Document extract ▸
+ + + +
And now onto WebQuest 2.0. And this seems to be where the idea of WebQuests not being aligned with modern ideas about learning.

Second, research in Self Determination Theory and critical thinking demonstrate the greater learning gains that can be achieved when students are self initiated……Thus, although we might feel as though students will “learn more” when we actively shape their activities into tasks, research suggests that what we lose in the trade-off are long-term retention, interest in further study, better achievement, more conceptual understanding and mental health. Win the battle and lose the war? WebQuests delivered as a series of hoops for students to jump through are not “scaffolds,” but little more than teacher-directed learning dressed up as what might be moderately more engaging Web-based learning.

Which connects well with what I thought the concern might be, however, I have to disagree somewhat. At an extreme, leaving students to be “self initiated” can, in some contexts and groups, generate a sense of confusion and frustration the actively disengages students. There is a balance to be kept here, and it is no simple task. It would have been very interesting to have researched the perceptions of students in this course throughout the term and beyond. As recent as a couple of weeks ago, I sensed a great deal of disconnection from the use of technology for learning amongst many students. The “self initiated” aspect of this course may, I think, have contributed some of this.

Actually, while on the topic of this course, I feel that there is some connections with what comes next in WebQuests 2.0

How do these CEQ-ALL inspired Learning Paths actually eventuate? Using an online learning space provides both the private workspace and public audience that are both important to an authentic learning process. By using a WordPress blog or Ning network, a teacher-centered classroom shifts to a flattened learning hierarchy where each member of the community can initiate posts, get feedback, leave comments or contribute new content.

It’s my impression that while this course has Moodle course site (with forums) and requires each student to create an individual blog, not enough encouragement and scaffolding is provided early on to create a “flattened learning hierarchy”. I think the separation into individual blogs and no attempt at aggregation encouraged this difficulty, but the uncertainty around teaching staff in the early weeks of the course also contributed.
Simply having an online environment does not create a “flattened learning hierarchy”, the members of the community need to be familiar and comfortable with contributing and using such a hierarchy.

Thinking routines

There has been an emphasis in this course on using and becoming familiar with various thinking routines, such as this collection and discussed in this paper. With this paper (mmm, 46 pages), I am now meant to

think about it, contextualise it, what does it tell you about thinking routines? Can you see the value in your own learning, that of your students? Can you contextualise?

This paper arises from the Visible Thinking Team at Harvard. The connection to my context is probably captured in this quote

Understanding how teachers establish, use, and adapt thinking routines to make them a part of the culture of the classroom provides useful insights into how thoughtful classroom environments can be established and maintained.

The “enculturative model of dispositional development” is a new term, but the idea of requiring an appropriate culture to create a disposition is something I can agree with. To some extent this idea resonates with what I think is wrong within University teaching and learning, the culture is wrong. Mmm, eight forces the shape classroom culture: expectations, time, modeling, routines, opportunities, relationships, physical environment, and language. Need to remember this Thinking routines are seen as a “high-leverage practice” as they touch on serveral of the cultural forces.
+ + + +
Dataset content ▸

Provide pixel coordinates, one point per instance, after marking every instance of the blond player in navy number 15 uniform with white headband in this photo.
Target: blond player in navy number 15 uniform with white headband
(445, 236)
+ + + +
Your objective ▸ Sum up the piece on WebQuest 2.0 and thinking routines above in three sentences.

Reply to the task ▸ The writer partly disagrees with a WebQuest 2.0 argument that teacher-shaped tasks cost students retention, interest and understanding compared with self-initiated learning, warning that too much self-initiation can confuse and disengage students and may have added to the disconnection sensed in the writer's own course. The writer also finds that the course's Moodle forums and separate individual blogs, with too little early encouragement and scaffolding, did not produce a "flattened learning hierarchy," since an online environment alone is not enough unless members are comfortable contributing. Turning to a paper from Harvard's Visible Thinking Team, the writer agrees that a disposition needs a suitable culture, notes the eight forces that shape classroom culture, and records that thinking routines are seen as a "high-leverage practice."